__Work to complete__:
Only the lines from the one containing "For the benchmark, mark every instance of the small" through the end of the material are to be echoed, each exactly as it appears.

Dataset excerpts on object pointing

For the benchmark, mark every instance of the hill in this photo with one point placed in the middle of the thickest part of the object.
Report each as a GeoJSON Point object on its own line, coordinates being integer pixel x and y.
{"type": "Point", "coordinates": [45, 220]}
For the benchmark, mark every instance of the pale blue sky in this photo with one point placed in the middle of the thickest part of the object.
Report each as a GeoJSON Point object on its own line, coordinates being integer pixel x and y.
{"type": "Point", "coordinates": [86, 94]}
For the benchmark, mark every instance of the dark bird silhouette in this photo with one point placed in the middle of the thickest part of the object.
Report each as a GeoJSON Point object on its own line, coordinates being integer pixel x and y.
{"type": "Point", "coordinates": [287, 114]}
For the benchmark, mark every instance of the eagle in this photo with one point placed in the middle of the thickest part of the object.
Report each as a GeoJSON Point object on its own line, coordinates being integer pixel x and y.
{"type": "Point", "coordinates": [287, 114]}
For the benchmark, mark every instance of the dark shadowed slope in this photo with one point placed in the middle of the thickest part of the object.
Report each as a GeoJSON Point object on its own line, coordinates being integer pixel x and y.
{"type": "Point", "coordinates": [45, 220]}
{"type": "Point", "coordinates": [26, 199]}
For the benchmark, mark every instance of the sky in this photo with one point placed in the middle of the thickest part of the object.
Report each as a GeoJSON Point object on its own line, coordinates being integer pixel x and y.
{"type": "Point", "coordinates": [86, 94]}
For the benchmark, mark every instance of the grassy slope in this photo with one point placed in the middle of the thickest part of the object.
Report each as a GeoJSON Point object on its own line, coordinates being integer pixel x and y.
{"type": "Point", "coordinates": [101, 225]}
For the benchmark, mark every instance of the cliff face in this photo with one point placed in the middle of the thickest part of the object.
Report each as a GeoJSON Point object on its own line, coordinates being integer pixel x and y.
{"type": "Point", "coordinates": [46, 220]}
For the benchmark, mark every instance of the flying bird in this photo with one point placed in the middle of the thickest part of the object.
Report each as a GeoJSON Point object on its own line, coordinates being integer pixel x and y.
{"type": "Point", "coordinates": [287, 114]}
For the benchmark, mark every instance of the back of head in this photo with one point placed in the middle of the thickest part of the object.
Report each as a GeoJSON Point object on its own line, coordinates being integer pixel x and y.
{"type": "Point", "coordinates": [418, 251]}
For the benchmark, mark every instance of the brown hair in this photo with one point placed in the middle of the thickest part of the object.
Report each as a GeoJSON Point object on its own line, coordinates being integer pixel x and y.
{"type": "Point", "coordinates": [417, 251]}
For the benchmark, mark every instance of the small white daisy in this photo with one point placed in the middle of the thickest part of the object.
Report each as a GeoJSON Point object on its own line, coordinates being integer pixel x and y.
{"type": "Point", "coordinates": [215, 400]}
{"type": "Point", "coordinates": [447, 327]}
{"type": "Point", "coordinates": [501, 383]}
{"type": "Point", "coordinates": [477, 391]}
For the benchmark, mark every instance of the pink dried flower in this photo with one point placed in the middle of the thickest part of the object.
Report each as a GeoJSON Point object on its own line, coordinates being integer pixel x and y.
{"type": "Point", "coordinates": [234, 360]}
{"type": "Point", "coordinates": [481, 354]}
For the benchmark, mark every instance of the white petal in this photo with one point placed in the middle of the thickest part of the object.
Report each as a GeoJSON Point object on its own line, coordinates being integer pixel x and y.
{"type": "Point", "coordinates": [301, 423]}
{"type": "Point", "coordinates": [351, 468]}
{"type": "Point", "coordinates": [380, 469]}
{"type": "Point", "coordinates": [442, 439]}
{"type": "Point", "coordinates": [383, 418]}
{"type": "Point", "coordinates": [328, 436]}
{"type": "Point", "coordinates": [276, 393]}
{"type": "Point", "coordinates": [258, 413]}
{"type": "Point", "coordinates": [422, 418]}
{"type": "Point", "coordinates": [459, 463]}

__Written reply__:
For the benchmark, mark every instance of the small white daisy in this photo with one point placed in the middle of the thickest part of the object.
Report each as a GeoJSON Point object on its own line, coordinates being integer pixel x and y.
{"type": "Point", "coordinates": [215, 400]}
{"type": "Point", "coordinates": [447, 327]}
{"type": "Point", "coordinates": [501, 383]}
{"type": "Point", "coordinates": [477, 391]}
For the benchmark, mark every instance of the pink dried flower in this photo with one point placed in the middle of the thickest part of the object.
Report each as a GeoJSON Point object on its own line, coordinates being integer pixel x and y.
{"type": "Point", "coordinates": [234, 360]}
{"type": "Point", "coordinates": [481, 354]}
For the benchmark, mark every instance of the white petal in this photo with one point placed in the middle of the thickest part of the object.
Report each as a GeoJSON Point object on its own line, coordinates being integer pixel x and y.
{"type": "Point", "coordinates": [301, 423]}
{"type": "Point", "coordinates": [351, 468]}
{"type": "Point", "coordinates": [380, 469]}
{"type": "Point", "coordinates": [442, 439]}
{"type": "Point", "coordinates": [383, 418]}
{"type": "Point", "coordinates": [328, 436]}
{"type": "Point", "coordinates": [276, 393]}
{"type": "Point", "coordinates": [258, 413]}
{"type": "Point", "coordinates": [422, 418]}
{"type": "Point", "coordinates": [459, 463]}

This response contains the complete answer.